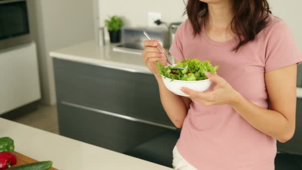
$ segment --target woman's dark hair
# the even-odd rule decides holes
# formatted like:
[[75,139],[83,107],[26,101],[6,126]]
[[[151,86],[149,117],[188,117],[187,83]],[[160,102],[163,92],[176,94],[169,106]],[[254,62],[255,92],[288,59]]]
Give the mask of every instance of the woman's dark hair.
[[[255,39],[264,28],[266,19],[271,13],[267,0],[233,0],[234,16],[230,23],[231,30],[238,36],[239,42],[234,51]],[[194,36],[202,30],[202,23],[208,14],[208,4],[199,0],[188,0],[184,14],[188,15]]]

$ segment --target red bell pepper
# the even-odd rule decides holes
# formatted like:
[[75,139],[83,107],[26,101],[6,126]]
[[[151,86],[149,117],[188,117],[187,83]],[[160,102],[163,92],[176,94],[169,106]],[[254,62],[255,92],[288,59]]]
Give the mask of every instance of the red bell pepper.
[[9,152],[0,152],[0,170],[6,170],[17,164],[16,156]]

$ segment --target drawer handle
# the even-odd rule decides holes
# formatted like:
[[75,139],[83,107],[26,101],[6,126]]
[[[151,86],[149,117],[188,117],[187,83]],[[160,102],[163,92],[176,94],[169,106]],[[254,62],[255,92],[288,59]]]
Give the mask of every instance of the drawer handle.
[[152,122],[151,122],[150,121],[145,120],[143,120],[143,119],[138,119],[138,118],[136,118],[134,117],[130,117],[130,116],[125,116],[125,115],[121,115],[120,114],[113,113],[113,112],[109,112],[109,111],[105,111],[105,110],[100,110],[100,109],[95,109],[95,108],[90,107],[87,107],[87,106],[82,106],[81,105],[74,104],[74,103],[70,103],[70,102],[66,102],[66,101],[61,101],[61,103],[63,104],[67,105],[68,105],[70,106],[73,106],[73,107],[81,108],[81,109],[84,109],[84,110],[92,111],[94,111],[95,112],[98,112],[98,113],[102,113],[103,114],[106,114],[106,115],[116,117],[118,117],[118,118],[124,119],[126,119],[128,120],[130,120],[130,121],[134,121],[134,122],[137,122],[148,124],[149,125],[153,125],[153,126],[163,127],[163,128],[172,129],[172,130],[176,130],[177,129],[177,128],[175,127],[168,126],[168,125],[163,125],[163,124],[162,124],[160,123]]

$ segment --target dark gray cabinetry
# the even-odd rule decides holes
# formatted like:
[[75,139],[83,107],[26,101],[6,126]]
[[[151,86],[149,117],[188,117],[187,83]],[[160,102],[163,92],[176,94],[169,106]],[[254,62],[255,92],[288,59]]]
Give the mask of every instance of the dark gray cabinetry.
[[302,154],[302,98],[297,98],[296,122],[296,131],[294,137],[287,143],[278,143],[278,150]]
[[61,135],[123,152],[176,129],[151,75],[54,58]]

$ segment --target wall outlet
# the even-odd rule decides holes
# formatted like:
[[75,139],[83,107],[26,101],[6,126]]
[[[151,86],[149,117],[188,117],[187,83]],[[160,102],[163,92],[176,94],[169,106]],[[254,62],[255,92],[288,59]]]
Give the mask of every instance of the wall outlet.
[[148,26],[158,26],[154,21],[157,19],[161,19],[161,13],[159,12],[149,12],[148,13]]

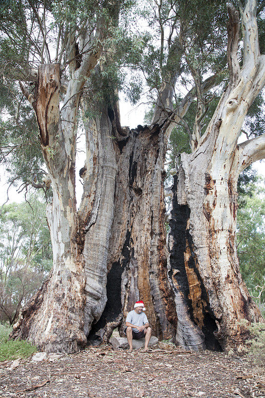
▬▬▬▬▬▬▬▬▬▬
In the records, copy out word for word the stretch from the line containing "--target wall outlet" through the line containing "Give the mask of every instance of the wall", including both of those lines.

#### RESULT OF THIS EXERCISE:
$ segment --target wall outlet
# the even-odd rule decides holes
# formatted like:
[[75,139],[83,107],[26,101],[6,126]]
[[[151,86],[149,117],[188,117],[187,83]],[[160,102],[163,92],[176,94],[169,106]],[[254,62],[255,92],[288,59]]]
Give the mask of every instance of the wall outlet.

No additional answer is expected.